Rewrite the data below, starting at the line that contains "of the breathing" and ending at the last line of the data, with the requests included. Shift each coordinate in the answers by adding 75 to both numbers.
--- Start of Listed records ---
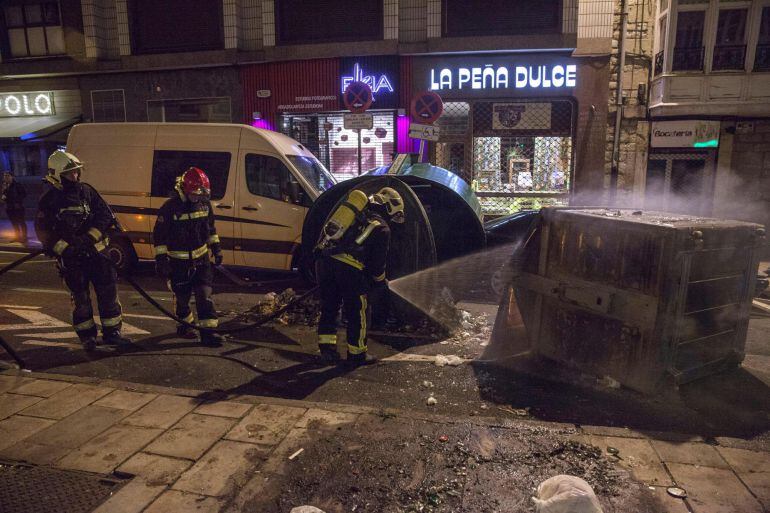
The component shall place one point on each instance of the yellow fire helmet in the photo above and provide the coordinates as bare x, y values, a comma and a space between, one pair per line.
392, 201
61, 162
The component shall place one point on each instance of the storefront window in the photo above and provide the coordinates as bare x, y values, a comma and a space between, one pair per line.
193, 110
34, 30
337, 147
521, 156
450, 150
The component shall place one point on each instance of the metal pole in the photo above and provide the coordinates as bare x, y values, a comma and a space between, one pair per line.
615, 168
359, 152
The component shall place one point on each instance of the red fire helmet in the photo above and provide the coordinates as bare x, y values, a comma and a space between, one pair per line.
195, 183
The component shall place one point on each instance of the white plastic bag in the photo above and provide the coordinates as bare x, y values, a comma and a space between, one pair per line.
566, 494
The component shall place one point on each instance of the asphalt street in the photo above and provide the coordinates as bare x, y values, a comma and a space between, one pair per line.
280, 361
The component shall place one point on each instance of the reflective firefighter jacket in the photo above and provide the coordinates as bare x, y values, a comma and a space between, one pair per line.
74, 215
184, 230
368, 251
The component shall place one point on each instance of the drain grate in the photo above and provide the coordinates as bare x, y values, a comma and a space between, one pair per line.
29, 489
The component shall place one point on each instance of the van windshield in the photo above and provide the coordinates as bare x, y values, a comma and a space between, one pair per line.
313, 171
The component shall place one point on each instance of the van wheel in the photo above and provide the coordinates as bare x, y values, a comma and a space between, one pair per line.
122, 254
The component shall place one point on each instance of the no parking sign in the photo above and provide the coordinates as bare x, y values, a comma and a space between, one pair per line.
426, 107
357, 97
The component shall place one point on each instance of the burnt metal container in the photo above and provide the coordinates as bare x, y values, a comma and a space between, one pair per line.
643, 297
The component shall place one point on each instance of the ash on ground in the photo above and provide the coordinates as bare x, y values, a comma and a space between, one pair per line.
444, 320
394, 465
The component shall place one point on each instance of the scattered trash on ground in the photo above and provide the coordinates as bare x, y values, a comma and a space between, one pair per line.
675, 491
306, 509
520, 412
566, 494
451, 360
418, 466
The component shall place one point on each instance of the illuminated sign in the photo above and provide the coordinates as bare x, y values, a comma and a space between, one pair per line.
26, 104
685, 134
489, 76
375, 83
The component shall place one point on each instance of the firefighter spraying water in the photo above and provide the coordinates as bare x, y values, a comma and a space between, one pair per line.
352, 259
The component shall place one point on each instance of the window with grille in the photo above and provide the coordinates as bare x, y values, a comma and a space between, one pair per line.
108, 106
323, 21
34, 30
730, 44
517, 155
762, 56
501, 17
175, 26
688, 49
337, 147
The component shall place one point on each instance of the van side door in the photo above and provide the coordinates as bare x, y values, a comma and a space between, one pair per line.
270, 215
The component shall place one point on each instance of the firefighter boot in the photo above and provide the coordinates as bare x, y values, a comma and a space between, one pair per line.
358, 360
211, 339
89, 343
114, 338
184, 331
329, 354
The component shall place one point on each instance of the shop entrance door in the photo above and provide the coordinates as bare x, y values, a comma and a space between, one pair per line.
680, 182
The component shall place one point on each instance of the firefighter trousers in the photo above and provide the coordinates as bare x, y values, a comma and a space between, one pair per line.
79, 274
19, 224
193, 278
342, 284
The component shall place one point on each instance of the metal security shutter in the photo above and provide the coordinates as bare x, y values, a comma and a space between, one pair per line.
108, 106
500, 17
300, 21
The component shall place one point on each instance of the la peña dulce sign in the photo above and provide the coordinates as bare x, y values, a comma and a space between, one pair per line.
489, 76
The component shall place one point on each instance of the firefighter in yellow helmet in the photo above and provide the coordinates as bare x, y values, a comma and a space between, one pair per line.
353, 262
72, 223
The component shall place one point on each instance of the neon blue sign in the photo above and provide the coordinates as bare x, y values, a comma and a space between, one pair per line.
374, 82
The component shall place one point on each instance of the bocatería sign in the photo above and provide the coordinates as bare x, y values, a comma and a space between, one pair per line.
544, 76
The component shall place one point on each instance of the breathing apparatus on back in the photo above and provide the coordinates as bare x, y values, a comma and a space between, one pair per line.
349, 213
349, 224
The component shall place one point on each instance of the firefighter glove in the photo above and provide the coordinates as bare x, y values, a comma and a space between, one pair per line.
216, 250
162, 266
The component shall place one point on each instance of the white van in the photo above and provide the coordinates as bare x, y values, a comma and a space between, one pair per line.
262, 184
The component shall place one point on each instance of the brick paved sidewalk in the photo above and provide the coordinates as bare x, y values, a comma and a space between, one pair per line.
--- End of Listed records ---
Solution to the exercise
The component shall place one point on each instance of the breathing apparatus on back in the photo above and provide the coordinates as bare x, y values, a comma and a space between, one pair per line.
424, 288
424, 299
The component shall place one point on each instance of the firefighter glove in the photo above and provide the coordinates as bare x, y values, a comma and a space between, one pair per line.
291, 325
237, 341
The component shall place one point on each instance of the white van in the photo above and provide the coordinates as bare x, y values, a comma and a space between, one pair per line.
337, 259
The component shall place one point on each instance of the brick paved sidewalk in the photo above and provide the coordinates as bare x, y values, a comma and a space between, one pair per line.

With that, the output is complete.